▸ **Text excerpt**:

—————

By Kimberley Johnson/addicting info
The Tea Party ranks “dead last” in CBS poll, even less popular than atheists.
When a group of citizens wants to incorporate religion into politics, the result is failure: especially when it pertains to U.S. politics.
In the late seventies until the eighties, we saw the beginning and the end of the Moral Majority, a political action group composed of conservative, fundamentalist Christians. Founded (1979) and led (1979–87) by evangelist Rev. Jerry Falwell, the group played a significant role in the 1980 elections through its strong support of conservative candidates. It lobbied for prayer and the teaching of creationism in public schools, while opposing the Equal Rights Amendment (see: Feminism), homosexual rights, abortion, and the U.S.-Soviet SALT treaties (see: Disarmament, nuclear). The Moral Majority was dissolved in 1989.
America was founded by Deists, not Christians as the Tea Party would have you believe. Yet they seem hell bent on forcing their Christian values on Muslims, Jews, atheists, Buddhists and every other group.
The unpopularity of the Tea Party stems from the fact it is a small group of primarily white Christians with deeply conservative values, who are trying to bully Americans and force us into their personal, political and religious ideology.
A census study recently revealed that whites are now a minority in the U.S. As CNN reported back in 2009, more Americans are rejecting religion altogether.
The Tea Party calls for “less government” but they contradict themselves when they look to have government control what women do with their bodies, dictate who and how we are allowed to love and remove science from school curriculums in favor of religious teachings that are shared by a dwindling segment of the population. They take an extreme stance on governance and when met with reason and logic, they absolutely refuse to accept anything other than their own agenda.

—————

▸ **Data supplied**:
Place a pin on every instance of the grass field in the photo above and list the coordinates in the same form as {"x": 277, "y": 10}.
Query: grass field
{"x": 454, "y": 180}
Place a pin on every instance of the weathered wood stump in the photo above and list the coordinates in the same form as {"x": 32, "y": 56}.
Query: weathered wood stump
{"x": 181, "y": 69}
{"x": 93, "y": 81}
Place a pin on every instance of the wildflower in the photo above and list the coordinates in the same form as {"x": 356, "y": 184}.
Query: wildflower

—————

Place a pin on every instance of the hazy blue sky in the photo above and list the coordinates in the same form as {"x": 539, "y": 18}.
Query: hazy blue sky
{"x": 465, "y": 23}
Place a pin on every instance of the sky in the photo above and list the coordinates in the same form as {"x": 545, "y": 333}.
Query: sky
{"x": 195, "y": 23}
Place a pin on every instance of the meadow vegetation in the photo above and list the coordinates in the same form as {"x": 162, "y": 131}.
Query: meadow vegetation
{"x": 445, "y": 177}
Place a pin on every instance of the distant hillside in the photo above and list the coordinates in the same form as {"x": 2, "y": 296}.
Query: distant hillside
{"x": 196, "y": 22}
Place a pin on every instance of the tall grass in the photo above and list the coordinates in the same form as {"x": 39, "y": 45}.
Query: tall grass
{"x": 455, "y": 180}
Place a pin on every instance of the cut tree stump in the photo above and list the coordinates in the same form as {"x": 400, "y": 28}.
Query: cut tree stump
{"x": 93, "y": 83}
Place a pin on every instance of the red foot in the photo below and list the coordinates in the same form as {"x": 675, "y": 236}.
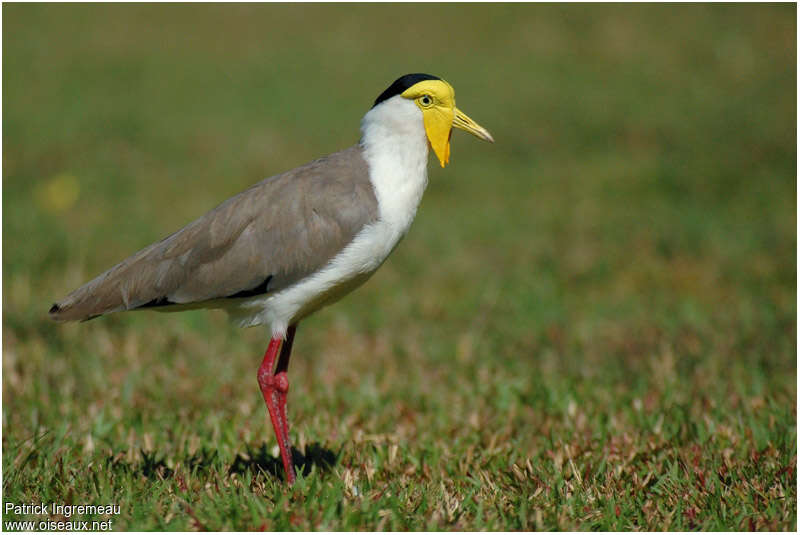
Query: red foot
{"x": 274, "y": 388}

—————

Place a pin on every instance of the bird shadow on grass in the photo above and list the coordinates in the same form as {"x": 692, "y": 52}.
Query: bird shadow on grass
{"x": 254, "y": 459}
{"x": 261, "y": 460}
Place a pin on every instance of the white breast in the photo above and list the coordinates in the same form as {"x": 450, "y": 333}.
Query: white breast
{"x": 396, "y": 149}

—————

▸ **Required work**:
**A.** Reproduce the Tea Party article from "In the late" to "dissolved in 1989.", word for word.
**B.** In the Tea Party article, in what year was the Moral Majority dissolved?

▸ **Answers to the tasks**:
**A.**
In the late seventies until the eighties, we saw the beginning and the end of the Moral Majority, a political action group composed of conservative, fundamentalist Christians. Founded (1979) and led (1979–87) by evangelist Rev. Jerry Falwell, the group played a significant role in the 1980 elections through its strong support of conservative candidates. It lobbied for prayer and the teaching of creationism in public schools, while opposing the Equal Rights Amendment (see: Feminism), homosexual rights, abortion, and the U.S.-Soviet SALT treaties (see: Disarmament, nuclear). The Moral Majority was dissolved in 1989.

**B.** 1989